# [Fragmento]
⟨
Manifestaciones, marchas, vandalismo «antiglobalización» en Ginebra. La pequeña ciudad calvinista junto al lago Léman, nunca había visto algo igual. Los neutrales y formales suizos observan boquiabiertos como bandas de anarquistas atacan sus tiendas de relojes, arrancan las tablas con las que cubrieron las vitrinas, y con esas mismas maderas hacen pedazos sus vidrios, saquean, prenden fuegos. Todo para protestar porque el G8, el grupo de los ocho países más ricos del mundo, se reúne a puertas cerradas, no lejos de acá. Por mi parte, yo no hago caso. Fiel al principio borgiano de que el escritor debe resistirse a la realidad, yo me dedico, entre las peloteras, los eslóganes y las cargas de los policías antimotines, a buscar una tumba. La tumba de Borges, precisamente, en el cementerio de Plain Palais, en Ginebra. ¡Y ni una revolución podrá impedírmelo!
⟩
# [Líneas proporcionadas]
⟨
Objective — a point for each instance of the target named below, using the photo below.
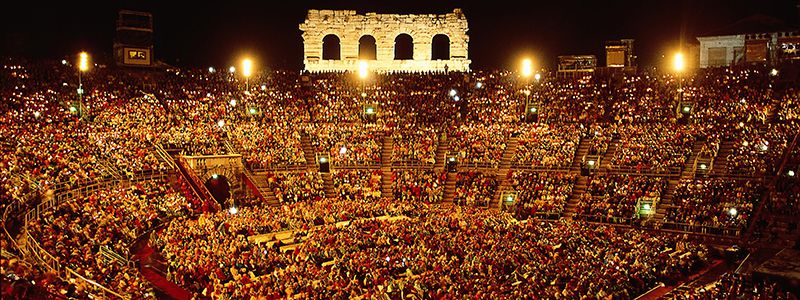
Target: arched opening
(219, 187)
(403, 47)
(367, 49)
(440, 47)
(331, 47)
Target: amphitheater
(196, 184)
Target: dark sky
(192, 33)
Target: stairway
(328, 184)
(666, 201)
(190, 177)
(441, 152)
(386, 151)
(577, 190)
(260, 181)
(721, 161)
(605, 162)
(508, 154)
(583, 149)
(386, 183)
(308, 151)
(503, 185)
(688, 166)
(449, 188)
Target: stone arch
(440, 47)
(331, 47)
(403, 47)
(367, 48)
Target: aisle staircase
(667, 200)
(386, 151)
(327, 180)
(577, 190)
(386, 183)
(583, 149)
(688, 167)
(308, 151)
(260, 181)
(612, 149)
(441, 152)
(721, 161)
(449, 188)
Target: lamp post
(83, 66)
(363, 73)
(679, 65)
(247, 70)
(527, 71)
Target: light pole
(679, 65)
(83, 66)
(363, 73)
(247, 70)
(527, 71)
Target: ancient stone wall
(349, 27)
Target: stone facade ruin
(336, 40)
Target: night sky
(194, 34)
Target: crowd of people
(91, 234)
(547, 145)
(541, 192)
(715, 202)
(474, 188)
(614, 197)
(290, 187)
(418, 185)
(357, 184)
(433, 253)
(50, 143)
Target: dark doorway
(440, 47)
(403, 47)
(367, 49)
(331, 47)
(219, 187)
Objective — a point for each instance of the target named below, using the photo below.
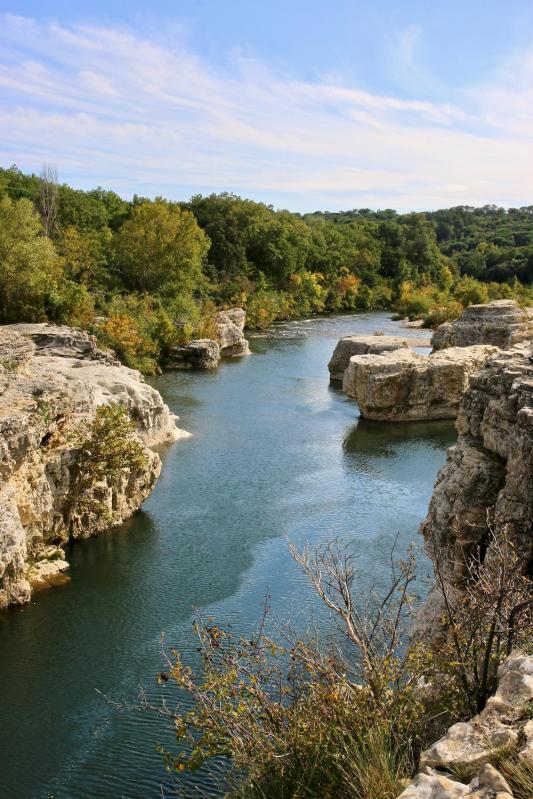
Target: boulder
(405, 386)
(47, 402)
(488, 474)
(63, 342)
(501, 323)
(360, 345)
(471, 746)
(205, 353)
(202, 353)
(230, 332)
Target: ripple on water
(276, 455)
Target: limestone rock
(47, 402)
(405, 386)
(63, 342)
(205, 353)
(472, 745)
(202, 353)
(230, 332)
(489, 779)
(501, 323)
(434, 786)
(469, 744)
(527, 748)
(360, 345)
(489, 472)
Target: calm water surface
(276, 454)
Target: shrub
(108, 450)
(294, 719)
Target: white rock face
(405, 386)
(489, 472)
(46, 404)
(230, 332)
(205, 353)
(360, 345)
(501, 323)
(475, 743)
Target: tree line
(145, 275)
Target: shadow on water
(383, 438)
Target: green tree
(29, 266)
(161, 249)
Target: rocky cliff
(501, 323)
(502, 727)
(405, 386)
(488, 475)
(52, 379)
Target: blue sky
(399, 104)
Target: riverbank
(266, 431)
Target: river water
(276, 454)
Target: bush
(294, 719)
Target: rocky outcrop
(501, 323)
(405, 386)
(63, 342)
(205, 353)
(52, 379)
(471, 746)
(360, 345)
(488, 475)
(202, 353)
(230, 332)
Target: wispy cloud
(112, 107)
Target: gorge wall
(52, 380)
(488, 476)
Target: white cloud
(110, 107)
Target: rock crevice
(49, 394)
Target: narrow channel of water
(276, 454)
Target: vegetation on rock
(145, 275)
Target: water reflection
(276, 454)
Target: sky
(302, 105)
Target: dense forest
(145, 275)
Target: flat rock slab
(360, 345)
(405, 386)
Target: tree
(161, 249)
(48, 198)
(29, 267)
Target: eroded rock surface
(489, 472)
(230, 332)
(202, 353)
(360, 345)
(47, 402)
(405, 386)
(472, 745)
(501, 323)
(205, 353)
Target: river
(276, 454)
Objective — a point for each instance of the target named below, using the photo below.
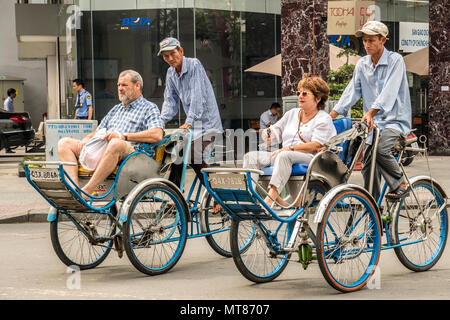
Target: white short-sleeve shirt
(319, 129)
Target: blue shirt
(265, 118)
(8, 104)
(195, 91)
(140, 115)
(384, 87)
(82, 103)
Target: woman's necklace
(300, 118)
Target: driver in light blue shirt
(186, 81)
(380, 79)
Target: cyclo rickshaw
(330, 220)
(154, 220)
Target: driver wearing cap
(380, 79)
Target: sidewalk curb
(36, 216)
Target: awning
(273, 65)
(417, 62)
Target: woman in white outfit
(302, 131)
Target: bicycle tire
(407, 221)
(360, 240)
(66, 238)
(162, 229)
(251, 253)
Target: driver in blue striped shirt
(129, 124)
(186, 81)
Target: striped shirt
(195, 91)
(383, 87)
(140, 115)
(83, 102)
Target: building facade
(96, 39)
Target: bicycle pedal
(118, 245)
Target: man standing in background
(83, 103)
(187, 81)
(8, 104)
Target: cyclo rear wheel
(424, 236)
(68, 234)
(252, 250)
(155, 232)
(349, 241)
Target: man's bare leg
(106, 165)
(69, 151)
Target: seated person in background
(302, 132)
(132, 122)
(270, 117)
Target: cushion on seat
(300, 169)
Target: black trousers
(197, 154)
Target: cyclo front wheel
(83, 239)
(421, 226)
(349, 241)
(256, 248)
(155, 232)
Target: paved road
(31, 270)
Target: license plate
(228, 181)
(44, 174)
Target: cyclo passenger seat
(300, 169)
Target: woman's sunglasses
(303, 93)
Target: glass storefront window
(226, 38)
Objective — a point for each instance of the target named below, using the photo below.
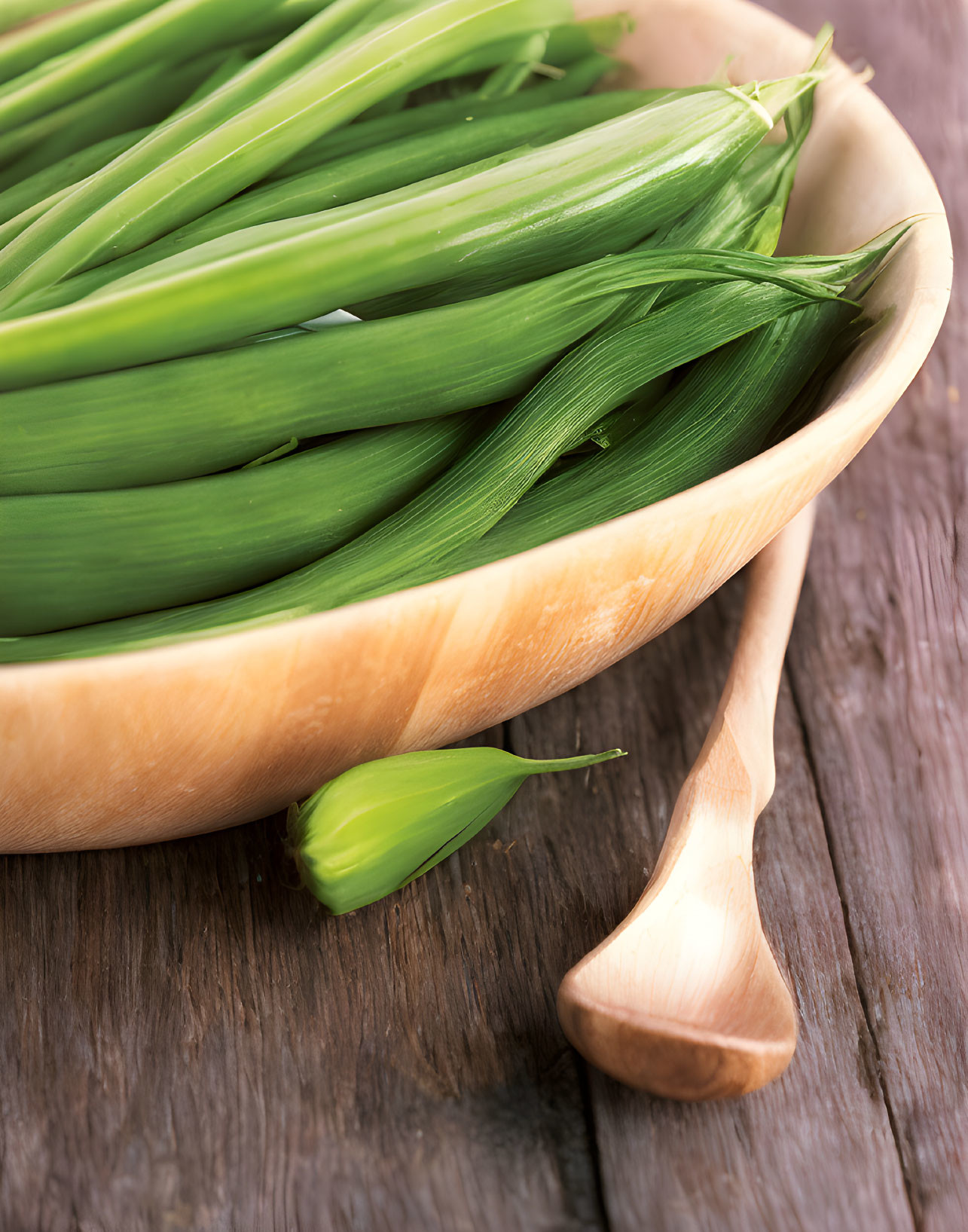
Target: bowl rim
(869, 401)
⟩
# [Qué hacer]
Sustituye "Ginebra" por "Zúrich" en el fragmento sobre las protestas antiglobalización, desde "Manifestaciones, marchas, vandalismo" hasta "revolución podrá impedírmelo!" inclusive, y escribe ese pasaje completo. Las líneas no tienen ningún papel en esto.

# [Resultado]
Manifestaciones, marchas, vandalismo «antiglobalización» en Zúrich. La pequeña ciudad calvinista junto al lago Léman, nunca había visto algo igual. Los neutrales y formales suizos observan boquiabiertos como bandas de anarquistas atacan sus tiendas de relojes, arrancan las tablas con las que cubrieron las vitrinas, y con esas mismas maderas hacen pedazos sus vidrios, saquean, prenden fuegos. Todo para protestar porque el G8, el grupo de los ocho países más ricos del mundo, se reúne a puertas cerradas, no lejos de acá. Por mi parte, yo no hago caso. Fiel al principio borgiano de que el escritor debe resistirse a la realidad, yo me dedico, entre las peloteras, los eslóganes y las cargas de los policías antimotines, a buscar una tumba. La tumba de Borges, precisamente, en el cementerio de Plain Palais, en Zúrich. ¡Y ni una revolución podrá impedírmelo!